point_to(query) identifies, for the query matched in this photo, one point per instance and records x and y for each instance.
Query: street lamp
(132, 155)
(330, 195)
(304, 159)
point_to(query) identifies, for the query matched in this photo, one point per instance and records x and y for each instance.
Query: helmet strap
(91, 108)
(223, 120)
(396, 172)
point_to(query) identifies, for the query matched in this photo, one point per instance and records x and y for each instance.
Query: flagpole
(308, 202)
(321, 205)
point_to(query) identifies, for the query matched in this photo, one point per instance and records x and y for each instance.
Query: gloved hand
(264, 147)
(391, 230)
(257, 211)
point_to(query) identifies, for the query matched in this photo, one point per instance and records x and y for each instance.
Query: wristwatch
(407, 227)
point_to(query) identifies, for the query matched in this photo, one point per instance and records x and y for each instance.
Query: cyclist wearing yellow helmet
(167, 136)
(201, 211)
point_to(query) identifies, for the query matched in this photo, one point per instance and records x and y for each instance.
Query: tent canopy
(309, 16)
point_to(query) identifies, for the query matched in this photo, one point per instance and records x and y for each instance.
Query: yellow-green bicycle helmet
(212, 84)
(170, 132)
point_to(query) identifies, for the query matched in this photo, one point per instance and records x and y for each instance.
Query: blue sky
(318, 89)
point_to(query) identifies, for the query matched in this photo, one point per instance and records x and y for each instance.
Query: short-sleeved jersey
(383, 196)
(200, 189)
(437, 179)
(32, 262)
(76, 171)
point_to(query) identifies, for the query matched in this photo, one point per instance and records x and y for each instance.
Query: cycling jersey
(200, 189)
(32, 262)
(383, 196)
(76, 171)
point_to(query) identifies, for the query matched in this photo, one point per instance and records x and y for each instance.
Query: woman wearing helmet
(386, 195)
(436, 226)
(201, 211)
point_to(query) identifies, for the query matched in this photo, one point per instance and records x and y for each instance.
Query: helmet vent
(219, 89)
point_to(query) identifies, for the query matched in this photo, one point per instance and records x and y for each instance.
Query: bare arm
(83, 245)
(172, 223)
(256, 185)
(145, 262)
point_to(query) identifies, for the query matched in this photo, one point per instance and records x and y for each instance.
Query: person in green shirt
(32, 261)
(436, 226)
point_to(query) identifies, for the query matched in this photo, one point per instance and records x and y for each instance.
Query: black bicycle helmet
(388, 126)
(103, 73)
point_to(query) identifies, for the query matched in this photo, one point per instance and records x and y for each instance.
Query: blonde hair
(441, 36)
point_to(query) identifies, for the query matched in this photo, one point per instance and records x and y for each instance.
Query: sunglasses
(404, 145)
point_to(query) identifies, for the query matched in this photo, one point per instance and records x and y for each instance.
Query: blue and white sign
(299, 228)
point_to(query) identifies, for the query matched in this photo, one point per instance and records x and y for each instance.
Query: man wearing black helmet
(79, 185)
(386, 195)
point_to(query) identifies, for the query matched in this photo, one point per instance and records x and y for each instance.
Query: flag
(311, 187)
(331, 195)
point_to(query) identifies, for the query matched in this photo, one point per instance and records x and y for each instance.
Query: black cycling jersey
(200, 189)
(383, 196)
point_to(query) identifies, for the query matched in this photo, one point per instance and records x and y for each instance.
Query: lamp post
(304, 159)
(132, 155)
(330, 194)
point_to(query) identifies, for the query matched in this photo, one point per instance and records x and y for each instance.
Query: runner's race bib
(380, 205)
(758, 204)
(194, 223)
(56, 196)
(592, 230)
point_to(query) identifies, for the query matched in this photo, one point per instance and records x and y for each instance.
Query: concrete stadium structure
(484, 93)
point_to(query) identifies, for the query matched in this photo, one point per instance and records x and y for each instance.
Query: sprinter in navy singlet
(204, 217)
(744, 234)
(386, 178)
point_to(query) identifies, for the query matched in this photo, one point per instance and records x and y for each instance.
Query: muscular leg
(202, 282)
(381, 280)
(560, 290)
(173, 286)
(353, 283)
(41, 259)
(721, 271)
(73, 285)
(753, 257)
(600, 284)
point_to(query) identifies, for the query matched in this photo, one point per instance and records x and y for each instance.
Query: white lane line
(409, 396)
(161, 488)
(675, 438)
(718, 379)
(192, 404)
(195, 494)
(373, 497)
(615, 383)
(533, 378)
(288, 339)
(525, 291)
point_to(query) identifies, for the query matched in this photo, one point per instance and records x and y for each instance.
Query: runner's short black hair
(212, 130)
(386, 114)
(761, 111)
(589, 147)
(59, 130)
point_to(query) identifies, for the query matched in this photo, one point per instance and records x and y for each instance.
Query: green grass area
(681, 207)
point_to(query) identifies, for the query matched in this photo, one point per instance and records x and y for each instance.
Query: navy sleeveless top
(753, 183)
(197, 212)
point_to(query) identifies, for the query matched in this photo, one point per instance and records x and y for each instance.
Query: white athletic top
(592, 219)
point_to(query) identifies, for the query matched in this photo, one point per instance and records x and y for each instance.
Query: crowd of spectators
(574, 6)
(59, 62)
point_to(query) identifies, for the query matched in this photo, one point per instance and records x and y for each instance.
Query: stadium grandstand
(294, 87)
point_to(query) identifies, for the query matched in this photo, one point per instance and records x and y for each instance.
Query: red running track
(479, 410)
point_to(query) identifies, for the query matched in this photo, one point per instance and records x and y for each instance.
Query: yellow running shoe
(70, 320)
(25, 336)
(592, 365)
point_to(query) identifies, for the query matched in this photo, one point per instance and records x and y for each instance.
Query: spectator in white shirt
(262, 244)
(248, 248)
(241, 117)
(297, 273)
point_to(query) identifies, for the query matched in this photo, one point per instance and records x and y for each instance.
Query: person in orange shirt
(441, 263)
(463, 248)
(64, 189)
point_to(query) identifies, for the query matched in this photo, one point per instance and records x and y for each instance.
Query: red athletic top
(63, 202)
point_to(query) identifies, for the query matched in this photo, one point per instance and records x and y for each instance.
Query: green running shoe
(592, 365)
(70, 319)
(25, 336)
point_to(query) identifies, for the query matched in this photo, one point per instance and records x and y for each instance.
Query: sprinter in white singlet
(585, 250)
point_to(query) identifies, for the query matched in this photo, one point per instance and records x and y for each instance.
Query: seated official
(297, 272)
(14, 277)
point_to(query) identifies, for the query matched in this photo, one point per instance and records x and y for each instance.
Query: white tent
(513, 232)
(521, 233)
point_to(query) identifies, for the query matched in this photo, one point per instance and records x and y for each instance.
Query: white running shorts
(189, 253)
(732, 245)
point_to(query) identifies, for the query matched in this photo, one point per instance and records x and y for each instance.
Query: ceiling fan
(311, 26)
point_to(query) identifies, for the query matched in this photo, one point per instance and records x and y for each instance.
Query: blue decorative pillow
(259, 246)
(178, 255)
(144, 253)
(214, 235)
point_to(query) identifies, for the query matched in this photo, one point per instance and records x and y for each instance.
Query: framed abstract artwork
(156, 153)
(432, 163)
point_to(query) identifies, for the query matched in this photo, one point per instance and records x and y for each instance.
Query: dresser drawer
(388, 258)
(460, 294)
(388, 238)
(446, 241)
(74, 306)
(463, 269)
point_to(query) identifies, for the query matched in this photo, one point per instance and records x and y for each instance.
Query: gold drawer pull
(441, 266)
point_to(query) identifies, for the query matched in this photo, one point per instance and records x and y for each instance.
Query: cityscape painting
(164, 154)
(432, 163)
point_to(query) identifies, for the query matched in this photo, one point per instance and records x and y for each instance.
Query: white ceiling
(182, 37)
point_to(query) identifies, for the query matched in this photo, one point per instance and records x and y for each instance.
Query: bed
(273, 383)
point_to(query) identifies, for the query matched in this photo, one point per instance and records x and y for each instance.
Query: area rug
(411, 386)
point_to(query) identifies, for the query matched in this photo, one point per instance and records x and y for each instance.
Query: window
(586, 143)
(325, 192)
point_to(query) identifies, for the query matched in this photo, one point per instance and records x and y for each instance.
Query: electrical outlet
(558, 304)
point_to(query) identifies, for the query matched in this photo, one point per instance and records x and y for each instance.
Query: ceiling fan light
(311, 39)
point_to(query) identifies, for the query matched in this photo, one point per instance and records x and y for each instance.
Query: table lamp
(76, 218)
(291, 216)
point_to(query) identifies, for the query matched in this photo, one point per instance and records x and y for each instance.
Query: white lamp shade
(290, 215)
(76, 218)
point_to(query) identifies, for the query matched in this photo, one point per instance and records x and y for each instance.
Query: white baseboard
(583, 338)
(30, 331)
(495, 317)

• **To do**: Locate each line in the records above that contains the string "shoe", and copy those lines; the match is case-sensitive.

• **Worked answer**:
Query: yellow running shoe
Query: green running shoe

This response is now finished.